Please continue the mailing-list email about web notification APIs from the point where it stops.
-- BEGIN SOURCE EXCERPT --
Re: Notifications

On Wed, Feb 10, 2010 at 2:17 AM, Henri Sivonen <hsivonen@iki.fi> wrote:

> On Feb 3, 2010, at 20:54, Drew Wilson wrote:
>
> > Following up on breaking out createHTMLNotification() and
> createNotification() vs combining them into one large API - I believe the
> intent is that a given user agent may not support all types of notifications
> (for example, a mobile phone application may only support text + icon
> notifications, not HTML notifications).
>
> My main concern isn't mobile phones in the abstract but mapping to concrete
> system-wide notification mechanisms: Growl and NotifyOSD on Mac and Ubuntu
> respectively.
>
> So far, the only use case I've seen (on the WHATWG list) for HTML
> notifications that aren't close to the kind of notifications that Growl and
> NotifyOSD support has been a calendar alarm.


> I agree that calendar alarm is a valid use case, but I think HTML vs. not
> HTML isn't the right taxonomy. Rather, it seems to me that there are ambient
> notifications (that dismiss themselves after a moment even if
> unacknowledged) and notifications that are all about interrupting the user
> until explicitly dismissed (calendar alarms).
-- END SOURCE EXCERPT --
-- BEGIN DATA PROVIDED --
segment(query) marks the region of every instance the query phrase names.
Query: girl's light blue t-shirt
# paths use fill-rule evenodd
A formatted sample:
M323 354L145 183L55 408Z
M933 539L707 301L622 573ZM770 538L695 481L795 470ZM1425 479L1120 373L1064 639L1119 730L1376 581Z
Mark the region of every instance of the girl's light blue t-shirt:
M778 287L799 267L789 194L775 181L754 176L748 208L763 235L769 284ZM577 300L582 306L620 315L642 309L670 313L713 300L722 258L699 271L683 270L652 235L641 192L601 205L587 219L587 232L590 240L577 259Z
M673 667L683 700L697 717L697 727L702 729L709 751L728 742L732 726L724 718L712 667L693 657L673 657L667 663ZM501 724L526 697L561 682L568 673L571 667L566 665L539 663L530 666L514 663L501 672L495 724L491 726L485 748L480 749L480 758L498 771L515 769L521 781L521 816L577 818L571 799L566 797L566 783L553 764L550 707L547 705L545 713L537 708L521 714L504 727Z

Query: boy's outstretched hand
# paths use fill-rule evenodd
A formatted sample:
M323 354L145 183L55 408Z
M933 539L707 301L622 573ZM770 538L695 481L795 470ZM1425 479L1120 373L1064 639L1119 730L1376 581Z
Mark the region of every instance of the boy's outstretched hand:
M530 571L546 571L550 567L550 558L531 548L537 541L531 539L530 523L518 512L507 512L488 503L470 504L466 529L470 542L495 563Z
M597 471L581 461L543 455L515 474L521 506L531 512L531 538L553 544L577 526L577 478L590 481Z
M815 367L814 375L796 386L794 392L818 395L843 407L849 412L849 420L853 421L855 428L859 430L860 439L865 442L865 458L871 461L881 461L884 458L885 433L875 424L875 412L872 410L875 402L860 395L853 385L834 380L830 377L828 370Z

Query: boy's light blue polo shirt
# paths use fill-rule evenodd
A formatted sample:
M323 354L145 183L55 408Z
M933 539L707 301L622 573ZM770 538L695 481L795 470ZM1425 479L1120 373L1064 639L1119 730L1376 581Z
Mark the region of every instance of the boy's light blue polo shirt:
-- END DATA PROVIDED --
- _ANSWER TO THIS PROBLEM_
>

I agree that this is a good distinction, but I think even considering
ambient notifications there is a question of how much interaction should be
supported.  NotifyOSD, for example, does not allow the user to take any
action in response to a notification.

So a very simple use case: email web app wants to alert "you have new mail"
outside the frame, and allow the user to click on that alert and be taken to
the inbox page.  This does not work on NotifyOSD, because they explicitly
don't support that part of the D-bus notifications spec.  However, Growl
would support this.

So this suggested approach reduces us to the least common denominator of
these existing notification providers, which are far from ubiquitous (Growl
is a separate install from the OS, and we haven't yet discussed what Windows
users would see).  Perhaps spec'ing HTML notifications is looking too far
down one particular road, but I'm concerned about being completely
restricted by the current set of frameworks, if that means we can't even
rely on an onclick event.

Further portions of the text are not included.